* Start *

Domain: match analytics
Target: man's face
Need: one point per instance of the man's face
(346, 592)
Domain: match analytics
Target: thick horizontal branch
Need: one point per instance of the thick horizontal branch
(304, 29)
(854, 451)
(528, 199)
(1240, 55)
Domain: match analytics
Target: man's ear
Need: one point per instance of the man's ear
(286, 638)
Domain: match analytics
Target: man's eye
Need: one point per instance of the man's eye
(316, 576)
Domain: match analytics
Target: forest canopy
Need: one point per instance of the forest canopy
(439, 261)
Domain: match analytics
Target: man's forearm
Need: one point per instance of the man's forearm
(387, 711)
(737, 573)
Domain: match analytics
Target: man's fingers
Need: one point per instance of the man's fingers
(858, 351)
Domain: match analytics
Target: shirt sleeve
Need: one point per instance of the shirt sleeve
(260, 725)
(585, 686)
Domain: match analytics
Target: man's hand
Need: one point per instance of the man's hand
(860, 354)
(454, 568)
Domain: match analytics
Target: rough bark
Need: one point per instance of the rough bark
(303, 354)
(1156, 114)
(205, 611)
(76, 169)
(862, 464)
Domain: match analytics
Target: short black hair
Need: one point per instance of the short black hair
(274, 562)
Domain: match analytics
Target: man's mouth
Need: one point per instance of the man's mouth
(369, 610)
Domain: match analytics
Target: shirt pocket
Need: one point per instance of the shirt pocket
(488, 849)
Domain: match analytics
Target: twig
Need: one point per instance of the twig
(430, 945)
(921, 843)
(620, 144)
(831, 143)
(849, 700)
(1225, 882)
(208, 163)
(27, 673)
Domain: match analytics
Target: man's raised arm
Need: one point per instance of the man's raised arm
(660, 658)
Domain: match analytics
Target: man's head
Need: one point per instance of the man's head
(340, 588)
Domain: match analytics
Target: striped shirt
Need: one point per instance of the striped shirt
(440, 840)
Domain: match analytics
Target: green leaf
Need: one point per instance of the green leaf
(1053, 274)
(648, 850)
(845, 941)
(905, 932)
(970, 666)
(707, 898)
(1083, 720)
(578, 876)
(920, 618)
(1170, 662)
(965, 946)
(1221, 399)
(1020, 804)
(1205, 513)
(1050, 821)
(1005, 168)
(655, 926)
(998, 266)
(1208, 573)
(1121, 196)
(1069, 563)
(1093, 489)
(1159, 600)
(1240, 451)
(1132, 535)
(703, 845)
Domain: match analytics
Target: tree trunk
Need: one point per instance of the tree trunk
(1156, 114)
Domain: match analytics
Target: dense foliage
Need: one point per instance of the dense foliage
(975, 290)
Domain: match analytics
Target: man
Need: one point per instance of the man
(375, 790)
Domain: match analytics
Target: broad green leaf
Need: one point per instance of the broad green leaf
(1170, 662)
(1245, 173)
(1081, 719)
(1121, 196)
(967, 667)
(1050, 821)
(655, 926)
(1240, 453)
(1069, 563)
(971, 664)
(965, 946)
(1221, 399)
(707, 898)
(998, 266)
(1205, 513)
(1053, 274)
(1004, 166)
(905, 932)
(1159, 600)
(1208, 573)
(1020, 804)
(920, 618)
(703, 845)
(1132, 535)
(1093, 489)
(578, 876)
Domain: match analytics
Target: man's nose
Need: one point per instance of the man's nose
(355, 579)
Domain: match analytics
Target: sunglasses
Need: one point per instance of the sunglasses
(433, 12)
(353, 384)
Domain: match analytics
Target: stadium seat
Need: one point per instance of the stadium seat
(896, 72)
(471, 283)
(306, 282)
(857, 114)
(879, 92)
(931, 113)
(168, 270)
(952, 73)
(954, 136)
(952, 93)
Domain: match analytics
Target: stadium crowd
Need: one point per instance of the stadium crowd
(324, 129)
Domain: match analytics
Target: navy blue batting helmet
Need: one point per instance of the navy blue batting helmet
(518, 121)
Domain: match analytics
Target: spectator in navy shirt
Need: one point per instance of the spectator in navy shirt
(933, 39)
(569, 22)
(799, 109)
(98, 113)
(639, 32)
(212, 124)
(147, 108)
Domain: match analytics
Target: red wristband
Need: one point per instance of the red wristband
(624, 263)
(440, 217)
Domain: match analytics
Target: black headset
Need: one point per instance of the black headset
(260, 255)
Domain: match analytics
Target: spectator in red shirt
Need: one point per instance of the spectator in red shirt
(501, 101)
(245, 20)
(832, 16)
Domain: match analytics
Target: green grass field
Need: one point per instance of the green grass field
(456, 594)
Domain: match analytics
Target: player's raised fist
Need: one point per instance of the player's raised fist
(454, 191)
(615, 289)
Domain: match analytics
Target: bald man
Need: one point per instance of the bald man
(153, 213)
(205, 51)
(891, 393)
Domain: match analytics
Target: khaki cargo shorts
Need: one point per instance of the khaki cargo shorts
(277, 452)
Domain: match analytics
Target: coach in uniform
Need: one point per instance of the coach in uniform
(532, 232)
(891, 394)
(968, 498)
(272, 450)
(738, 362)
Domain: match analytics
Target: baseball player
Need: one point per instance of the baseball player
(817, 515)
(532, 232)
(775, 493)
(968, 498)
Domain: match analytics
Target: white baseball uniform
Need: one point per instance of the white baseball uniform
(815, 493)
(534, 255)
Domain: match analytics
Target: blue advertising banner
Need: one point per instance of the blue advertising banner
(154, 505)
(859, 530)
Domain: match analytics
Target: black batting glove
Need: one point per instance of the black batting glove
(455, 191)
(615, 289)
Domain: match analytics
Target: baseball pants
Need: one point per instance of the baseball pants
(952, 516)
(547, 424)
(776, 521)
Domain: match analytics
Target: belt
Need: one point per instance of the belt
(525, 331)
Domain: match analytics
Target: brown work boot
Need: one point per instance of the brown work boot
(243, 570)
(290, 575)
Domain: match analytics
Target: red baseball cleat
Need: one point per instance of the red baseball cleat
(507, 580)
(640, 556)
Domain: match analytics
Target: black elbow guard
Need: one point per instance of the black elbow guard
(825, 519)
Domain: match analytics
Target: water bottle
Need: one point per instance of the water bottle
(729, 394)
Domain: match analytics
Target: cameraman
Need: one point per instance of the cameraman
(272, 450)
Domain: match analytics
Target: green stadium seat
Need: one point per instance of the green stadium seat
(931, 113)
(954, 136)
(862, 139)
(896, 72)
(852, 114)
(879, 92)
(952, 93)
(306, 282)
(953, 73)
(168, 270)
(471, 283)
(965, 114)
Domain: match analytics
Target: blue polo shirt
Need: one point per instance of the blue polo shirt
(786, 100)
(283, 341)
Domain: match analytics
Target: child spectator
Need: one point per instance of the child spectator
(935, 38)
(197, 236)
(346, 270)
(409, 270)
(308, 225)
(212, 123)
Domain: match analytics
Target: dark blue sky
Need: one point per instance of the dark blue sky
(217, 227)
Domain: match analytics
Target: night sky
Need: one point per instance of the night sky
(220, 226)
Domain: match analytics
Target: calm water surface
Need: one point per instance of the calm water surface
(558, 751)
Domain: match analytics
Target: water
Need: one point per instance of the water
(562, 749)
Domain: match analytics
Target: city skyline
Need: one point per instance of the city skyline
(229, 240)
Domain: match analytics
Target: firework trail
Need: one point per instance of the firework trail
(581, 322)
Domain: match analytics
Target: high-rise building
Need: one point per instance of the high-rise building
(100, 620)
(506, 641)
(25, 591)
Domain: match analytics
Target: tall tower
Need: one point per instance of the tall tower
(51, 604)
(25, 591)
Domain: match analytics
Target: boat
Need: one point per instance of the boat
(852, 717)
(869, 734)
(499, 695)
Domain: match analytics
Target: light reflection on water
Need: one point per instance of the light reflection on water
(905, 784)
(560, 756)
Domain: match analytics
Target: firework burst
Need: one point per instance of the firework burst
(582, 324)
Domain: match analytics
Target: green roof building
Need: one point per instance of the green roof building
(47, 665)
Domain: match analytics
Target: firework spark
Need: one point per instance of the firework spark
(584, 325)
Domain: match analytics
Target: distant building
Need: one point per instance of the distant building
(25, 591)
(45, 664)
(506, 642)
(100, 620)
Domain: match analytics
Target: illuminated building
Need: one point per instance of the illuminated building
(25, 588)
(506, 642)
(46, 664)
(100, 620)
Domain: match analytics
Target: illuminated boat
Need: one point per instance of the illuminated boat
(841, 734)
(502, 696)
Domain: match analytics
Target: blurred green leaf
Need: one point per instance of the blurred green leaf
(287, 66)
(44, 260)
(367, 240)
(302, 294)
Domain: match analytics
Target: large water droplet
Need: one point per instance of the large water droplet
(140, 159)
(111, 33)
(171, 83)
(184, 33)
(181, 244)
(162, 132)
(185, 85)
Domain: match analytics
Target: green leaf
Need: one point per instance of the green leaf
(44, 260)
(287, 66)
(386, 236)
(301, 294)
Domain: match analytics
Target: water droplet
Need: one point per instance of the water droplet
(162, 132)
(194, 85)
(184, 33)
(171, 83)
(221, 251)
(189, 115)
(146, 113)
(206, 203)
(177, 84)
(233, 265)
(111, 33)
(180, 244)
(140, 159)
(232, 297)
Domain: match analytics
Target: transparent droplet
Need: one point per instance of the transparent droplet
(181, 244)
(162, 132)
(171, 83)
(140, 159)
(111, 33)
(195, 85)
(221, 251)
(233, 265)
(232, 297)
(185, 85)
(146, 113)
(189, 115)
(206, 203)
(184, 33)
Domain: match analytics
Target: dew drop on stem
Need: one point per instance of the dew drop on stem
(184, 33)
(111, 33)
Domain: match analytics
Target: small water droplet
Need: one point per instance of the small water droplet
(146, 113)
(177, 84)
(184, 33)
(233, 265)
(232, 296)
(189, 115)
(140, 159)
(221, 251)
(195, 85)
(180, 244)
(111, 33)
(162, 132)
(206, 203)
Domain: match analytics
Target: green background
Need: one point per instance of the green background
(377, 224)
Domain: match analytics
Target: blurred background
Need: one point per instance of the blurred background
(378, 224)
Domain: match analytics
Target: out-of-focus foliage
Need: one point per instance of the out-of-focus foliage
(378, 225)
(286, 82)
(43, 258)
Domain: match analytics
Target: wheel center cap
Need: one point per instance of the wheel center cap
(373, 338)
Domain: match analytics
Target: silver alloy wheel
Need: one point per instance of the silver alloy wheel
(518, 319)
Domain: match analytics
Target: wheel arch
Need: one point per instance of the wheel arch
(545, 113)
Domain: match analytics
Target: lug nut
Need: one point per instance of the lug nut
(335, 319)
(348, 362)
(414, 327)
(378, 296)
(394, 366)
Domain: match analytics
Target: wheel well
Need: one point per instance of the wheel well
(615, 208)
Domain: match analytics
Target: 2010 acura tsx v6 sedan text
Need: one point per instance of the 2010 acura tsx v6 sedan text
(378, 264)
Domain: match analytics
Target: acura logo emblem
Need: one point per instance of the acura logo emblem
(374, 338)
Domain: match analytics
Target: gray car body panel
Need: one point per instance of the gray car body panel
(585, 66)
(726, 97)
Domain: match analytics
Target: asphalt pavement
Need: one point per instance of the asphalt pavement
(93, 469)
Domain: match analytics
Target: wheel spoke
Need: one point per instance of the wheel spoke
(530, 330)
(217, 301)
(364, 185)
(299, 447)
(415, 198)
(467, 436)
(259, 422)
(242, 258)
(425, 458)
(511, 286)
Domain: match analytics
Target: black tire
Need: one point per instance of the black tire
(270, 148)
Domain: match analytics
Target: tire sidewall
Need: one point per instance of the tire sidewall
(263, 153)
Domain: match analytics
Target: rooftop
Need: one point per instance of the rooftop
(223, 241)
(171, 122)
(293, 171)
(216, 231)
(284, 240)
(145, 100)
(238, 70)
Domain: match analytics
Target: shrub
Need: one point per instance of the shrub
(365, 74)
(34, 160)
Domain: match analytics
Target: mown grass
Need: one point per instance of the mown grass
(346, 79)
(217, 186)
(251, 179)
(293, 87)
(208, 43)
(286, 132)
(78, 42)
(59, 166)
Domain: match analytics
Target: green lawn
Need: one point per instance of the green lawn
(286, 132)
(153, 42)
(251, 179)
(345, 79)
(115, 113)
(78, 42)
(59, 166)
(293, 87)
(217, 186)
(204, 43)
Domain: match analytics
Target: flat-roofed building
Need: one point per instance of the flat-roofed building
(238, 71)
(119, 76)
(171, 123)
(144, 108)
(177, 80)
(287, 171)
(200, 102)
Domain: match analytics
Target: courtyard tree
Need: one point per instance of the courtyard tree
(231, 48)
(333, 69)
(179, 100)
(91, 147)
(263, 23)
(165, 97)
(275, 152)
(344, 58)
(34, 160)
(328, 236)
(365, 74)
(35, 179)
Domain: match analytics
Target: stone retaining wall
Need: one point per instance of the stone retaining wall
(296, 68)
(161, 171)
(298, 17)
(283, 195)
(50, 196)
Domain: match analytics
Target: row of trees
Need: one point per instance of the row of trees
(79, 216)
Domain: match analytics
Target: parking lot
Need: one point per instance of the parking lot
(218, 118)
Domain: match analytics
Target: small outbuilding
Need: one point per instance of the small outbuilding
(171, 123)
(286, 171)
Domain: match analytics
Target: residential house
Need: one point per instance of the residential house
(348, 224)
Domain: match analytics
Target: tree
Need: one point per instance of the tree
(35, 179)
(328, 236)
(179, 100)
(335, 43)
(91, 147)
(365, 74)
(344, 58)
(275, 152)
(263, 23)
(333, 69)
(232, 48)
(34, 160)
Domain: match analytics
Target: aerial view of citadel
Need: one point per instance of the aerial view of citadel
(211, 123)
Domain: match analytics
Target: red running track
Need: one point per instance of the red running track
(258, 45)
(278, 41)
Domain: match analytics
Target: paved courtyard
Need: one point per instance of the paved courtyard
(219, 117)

* End *

- [Task]: Report how many lines of the listing contain the word "house", giving only the number; case counts.

- [Answer to this task]: 2